### [Exercise]
Put all of the lines below into a numbered list, leaving out blank lines and the pictures.

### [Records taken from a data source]
------------
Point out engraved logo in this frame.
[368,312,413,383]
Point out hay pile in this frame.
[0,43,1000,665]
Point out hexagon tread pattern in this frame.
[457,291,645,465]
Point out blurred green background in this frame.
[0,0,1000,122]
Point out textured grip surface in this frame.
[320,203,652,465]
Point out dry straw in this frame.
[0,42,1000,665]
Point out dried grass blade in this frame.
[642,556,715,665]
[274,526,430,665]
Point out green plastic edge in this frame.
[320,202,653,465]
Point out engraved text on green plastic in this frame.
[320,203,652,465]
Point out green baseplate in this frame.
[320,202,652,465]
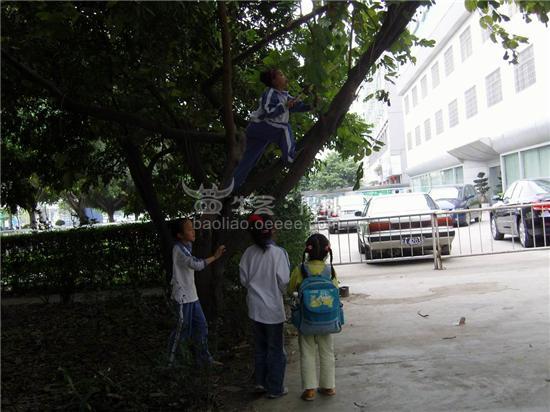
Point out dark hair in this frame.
[170,217,191,240]
[260,68,279,87]
[248,213,273,252]
[300,233,336,279]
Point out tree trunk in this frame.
[25,207,37,229]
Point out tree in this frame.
[302,152,357,190]
[2,0,548,318]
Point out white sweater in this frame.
[171,244,206,303]
[239,244,290,324]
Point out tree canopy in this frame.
[1,0,550,314]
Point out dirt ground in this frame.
[254,250,550,412]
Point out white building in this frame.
[397,2,550,192]
[355,70,409,185]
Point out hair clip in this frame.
[248,214,264,223]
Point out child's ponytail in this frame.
[301,233,336,278]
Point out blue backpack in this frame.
[291,264,344,335]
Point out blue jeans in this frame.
[233,122,296,189]
[168,300,212,366]
[253,321,286,395]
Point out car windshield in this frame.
[430,187,458,200]
[338,196,365,210]
[367,194,435,217]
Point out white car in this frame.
[358,193,455,261]
[328,195,366,233]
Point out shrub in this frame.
[1,223,164,298]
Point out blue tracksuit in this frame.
[234,88,311,189]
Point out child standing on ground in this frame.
[288,233,338,401]
[234,69,311,189]
[239,214,290,399]
[169,219,225,366]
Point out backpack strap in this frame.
[321,265,333,280]
[302,263,311,279]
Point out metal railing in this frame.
[312,202,550,269]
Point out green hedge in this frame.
[1,198,311,300]
[2,223,164,296]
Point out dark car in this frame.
[491,178,550,247]
[429,185,481,226]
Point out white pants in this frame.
[299,334,336,390]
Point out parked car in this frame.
[490,178,550,247]
[317,205,328,222]
[358,193,455,261]
[428,185,481,226]
[328,195,365,233]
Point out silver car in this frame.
[358,193,455,261]
[328,195,365,233]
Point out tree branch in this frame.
[146,147,176,174]
[247,1,420,201]
[2,49,224,144]
[218,1,239,187]
[204,5,328,87]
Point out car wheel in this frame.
[491,215,504,240]
[518,218,533,247]
[357,235,365,253]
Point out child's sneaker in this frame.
[252,385,267,393]
[317,388,336,396]
[266,387,288,399]
[301,389,315,401]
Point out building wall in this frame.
[398,2,550,193]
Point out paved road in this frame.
[312,212,550,264]
[253,250,550,412]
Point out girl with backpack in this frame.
[239,214,290,399]
[288,233,343,401]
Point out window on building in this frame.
[460,26,472,61]
[435,110,443,134]
[414,126,422,146]
[443,46,455,76]
[514,45,537,92]
[481,29,491,43]
[521,145,550,179]
[420,75,428,99]
[449,99,458,127]
[485,69,502,107]
[432,62,439,89]
[424,119,432,141]
[502,153,521,186]
[412,86,418,107]
[464,86,477,119]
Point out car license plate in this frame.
[401,236,424,246]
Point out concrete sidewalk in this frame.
[253,250,550,412]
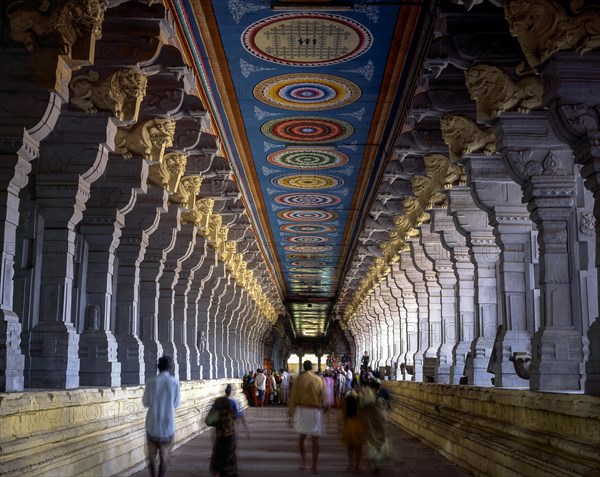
------------
### [Exercise output]
1. Point out engraved logo in this frame.
2. [368,312,413,383]
3. Point out hay pile in this frame.
4. [0,43,1000,665]
5. Point out hexagon tread pattern in this frame.
6. [457,291,645,465]
7. Point out blurred green background in this frame.
8. [0,0,1000,122]
9. Point out textured grip surface in this frame.
10. [320,203,652,465]
11. Point out dry straw in this frame.
12. [0,42,1000,665]
13. Point out dried grass blade in this frame.
14. [642,556,715,665]
15. [274,526,430,665]
16. Point out green plastic edge in this frame.
17. [320,202,653,465]
18. Point out engraved text on green plastic in this frame.
19. [320,203,652,465]
20. Point out green baseplate in this frame.
21. [320,202,652,465]
22. Point out dark hair in this frame.
23. [170,217,191,240]
24. [260,68,279,87]
25. [248,213,273,252]
26. [300,233,336,279]
27. Point out tree trunk in this frame.
28. [25,207,37,229]
29. Point out tree in this frame.
30. [302,152,357,190]
31. [2,0,548,318]
32. Point out white sweater in this frame.
33. [171,244,206,303]
34. [239,244,290,324]
35. Point out tree canopy in this frame.
36. [1,0,550,314]
37. Point out dirt ground in this frame.
38. [254,250,550,412]
39. Point out white building in this frame.
40. [397,2,550,192]
41. [355,70,409,185]
42. Point out hair clip in this frame.
43. [248,214,264,223]
44. Point out child's ponytail in this frame.
45. [301,233,336,278]
46. Point out blue backpack in this frame.
47. [291,264,344,335]
48. Point out blue jeans in this frame.
49. [233,122,296,189]
50. [168,300,212,366]
51. [253,321,286,395]
52. Point out car windshield in this frame.
53. [430,187,458,200]
54. [338,196,365,210]
55. [367,194,435,217]
56. Point out white car in this frame.
57. [358,193,455,261]
58. [328,195,366,233]
59. Point out shrub in this frame.
60. [1,223,164,298]
61. Point out blue tracksuit in this frame.
62. [234,88,311,189]
63. Point out child standing on ground in this frame.
64. [288,233,338,401]
65. [234,69,311,189]
66. [239,214,290,399]
67. [169,219,225,366]
68. Point out backpack strap in this frame.
69. [321,265,333,280]
70. [302,263,311,279]
71. Point out metal railing in this frame.
72. [312,202,550,269]
73. Point out green hedge in this frame.
74. [1,198,311,300]
75. [2,223,164,296]
76. Point out dark car in this frame.
77. [491,178,550,247]
78. [429,185,481,226]
79. Point out white pants in this frame.
80. [299,334,336,390]
81. Point out parked car in this frame.
82. [490,178,550,247]
83. [317,205,328,222]
84. [358,193,455,261]
85. [428,185,481,226]
86. [328,195,365,233]
87. Point out silver car in this frame.
88. [358,193,455,261]
89. [328,195,365,233]
90. Point out tree branch in this frame.
91. [146,147,176,174]
92. [247,1,420,201]
93. [2,49,224,144]
94. [218,1,239,187]
95. [204,5,328,87]
96. Point out car wheel in this frame.
97. [491,215,504,240]
98. [518,218,533,247]
99. [357,235,365,253]
100. Point out child's sneaker in this frame.
101. [252,385,267,393]
102. [317,388,336,396]
103. [266,387,288,399]
104. [301,389,315,401]
105. Point out building wall in this frame.
106. [398,2,550,193]
107. Point out paved road in this frame.
108. [312,212,550,264]
109. [253,250,550,412]
110. Point out girl with backpack in this frame.
111. [239,214,290,399]
112. [288,233,343,401]
113. Point out window on building in this frame.
114. [460,26,472,61]
115. [435,110,443,134]
116. [414,126,422,146]
117. [443,46,455,76]
118. [514,45,537,92]
119. [481,29,491,43]
120. [521,145,550,179]
121. [420,75,428,99]
122. [449,99,458,127]
123. [485,69,502,107]
124. [432,62,439,89]
125. [424,119,432,141]
126. [502,153,521,186]
127. [412,86,418,107]
128. [464,86,477,119]
129. Point out car license plate in this frame.
130. [401,236,424,246]
131. Point out concrete sidewalk in this frame.
132. [253,250,550,412]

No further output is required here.